- _TASK BRIEF_
Extract every line of the material below word for word, leaving out the pictures.

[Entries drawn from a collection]
★ ★ ★ ★ ★ ★ ★

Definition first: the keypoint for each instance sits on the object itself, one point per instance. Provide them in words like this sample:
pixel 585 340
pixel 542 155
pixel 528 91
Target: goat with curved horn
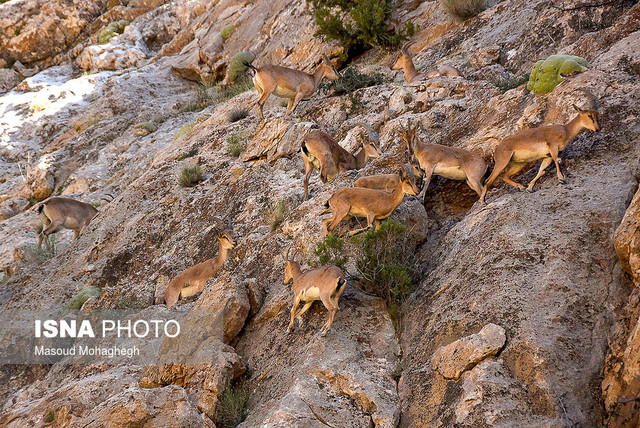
pixel 320 151
pixel 544 142
pixel 326 283
pixel 288 83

★ ★ ★ ★ ★ ★ ★

- _TASK RESULT_
Definition first: the keypoint for each instance sits on the object itself, one point per instance. Provide them in words like this sample:
pixel 585 340
pixel 542 155
pixel 528 91
Target: goat with curved horn
pixel 320 151
pixel 544 142
pixel 326 283
pixel 288 83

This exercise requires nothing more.